[Given instruction]
Repeat every line below exactly, word for word.

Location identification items

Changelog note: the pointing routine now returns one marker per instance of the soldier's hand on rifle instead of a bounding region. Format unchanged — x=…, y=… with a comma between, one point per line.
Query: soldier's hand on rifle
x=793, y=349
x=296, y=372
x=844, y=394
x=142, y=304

[Task response]
Changelog note: the pointing routine now returns one marker per instance of the soldier's hand on rifle instead of a bounding region. Format unchanged — x=…, y=… with a comma between, one point per line.
Query: soldier's hand on rifle
x=793, y=349
x=296, y=372
x=844, y=394
x=142, y=304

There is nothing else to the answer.